## begin EXCERPTED TEXT
Dustin Brown

Posted on Apr 5, 2021

Getting to know Redis Enterprise TimeSeries Module

#redis #timeseries #azure #database

In this post we will cover all the details and considerations taken to make for a successful deployment of a product or service leveraging the Redis Enterprise TimeSeries Module.

We will walk through:

Identifying a problem area that TimeSeries can fix
Laying out the path to success by
- Setting Up the proper instance in Azure
- Understanding the TimeSeries Module features
- Key/Data Topology
- Planning for creating data sets that are downsampled for quick aggregation

Where TimeSeries Module Fits In

Leveraging the TimeSeries Module you are likely engaged in some level of analytics. Analytics is the power food for intelligent decision-making. Finding a place where the TimeSeries Module can streamline operations in your enterprise will depend on existing infrastructure, pipelines, and legacy processes. Never fear, working this technology into existing stacks is well-supported across various programming languages (Java, Go, Python, JavaScript/TypeScript, Rust, and Ruby).

For this scenario we will look at replacing some long-standing processes that create fixed cost and ongoing development costs. We will also leverage Node with
RedisTimeSeries-JS. We will also be propping up our Redis TimeSeries instance in Azure

Success with Redis Enterprise TimeSeries Module

Getting started in Azure

Since the first post in this series Redis Labs has fully launched Redis Enterprise in Azure!

In the Azure portal, search for Azure Cache for Redis.
Click + Add.
Complete the initial screen with your needed details, select the Enterprise plan that fits your immediate needs.
Select appropriate public/private endpoint.
On the advanced screen we will select the modules that we need to use in this instance of Redis Enterprise.
Review and create the instance!
Once the instance has created, configure your RedisInsight so that you can see the new cluster.

Understanding the TimeSeries Module Features

The Redis Enterprise platform brings with it the standard expectation of a tried-and-true tool in any modern stack but with scale in mind. It is important to cover the features that can be leveraged and combined within the TimeSeries Module so early planning can take these into consideration.

There are a few key concepts that we need to expand on so that you can get most of the implementation. Let’s cover the concepts that need to be understood before ingesting data. (We will talk consumption in depth in the next post.)

Keys, this is not a new concept and are the way to sink data into the instance. There are some attributes of keys that you can fine-tune data policies.
- retention, give your data a TTL
- labels, give context and additional attributes to your data
- duplicate policy, determine what happens when you have data bumping into each other
- compression policy
Aggregation, there are many out of the box.
- AVG
- SUM
- MIN
- MAX
- RANGE
- FIRST
- LAST
- STD.P
- STD.S
- VAR.P
- VAR.S
Rules, make the data you are storing reactive to data ingest.
- are applied to a specific key.
## end EXCERPTED TEXT
## begin RECORDED DATA
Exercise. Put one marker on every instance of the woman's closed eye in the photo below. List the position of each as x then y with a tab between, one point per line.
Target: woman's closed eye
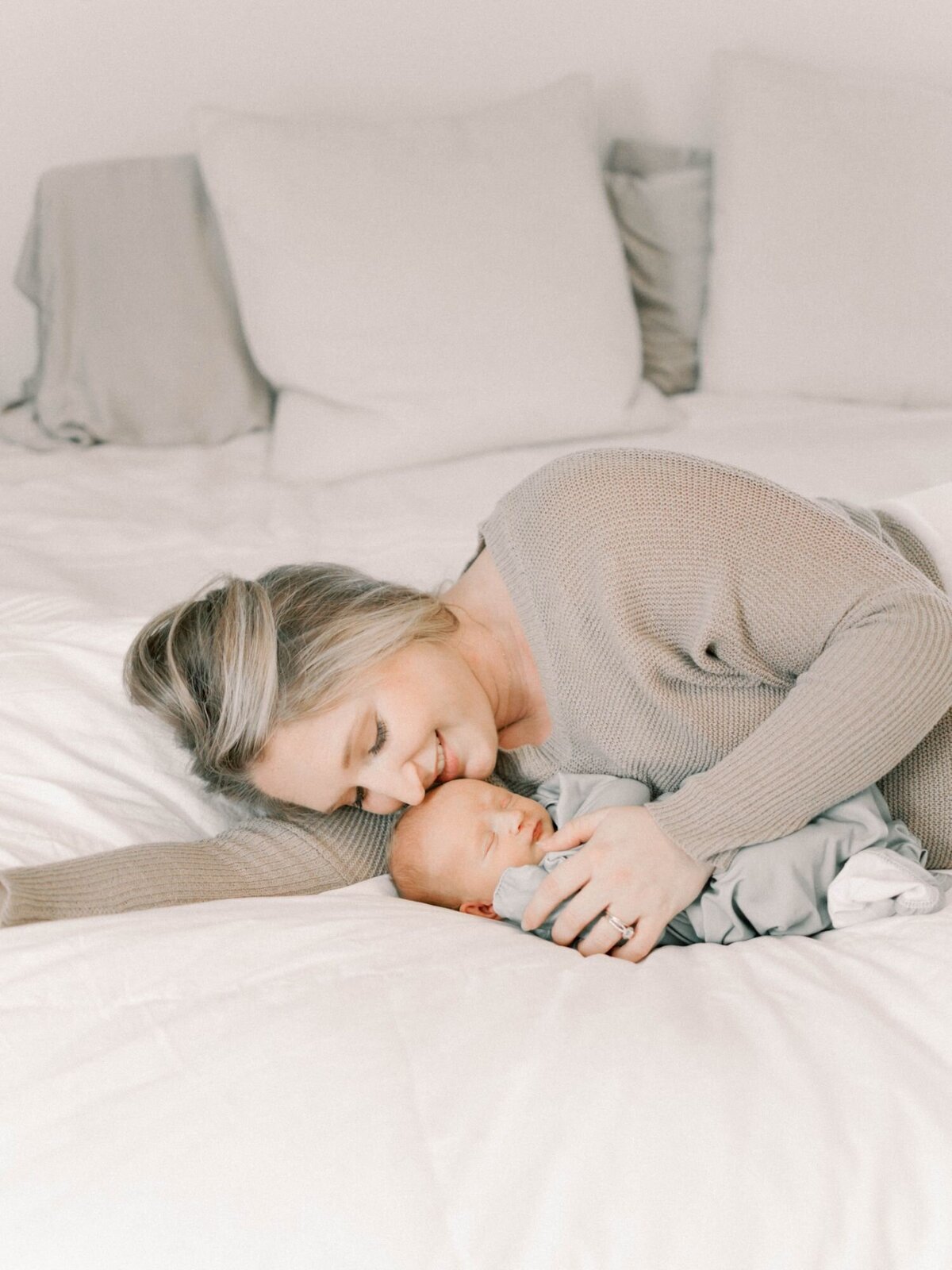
361	794
381	737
## end RECORDED DATA
■ REQUIREMENT: According to the Redis TimeSeries post, which key attribute gives data a TTL?

■ ANSWER BELOW: Retention.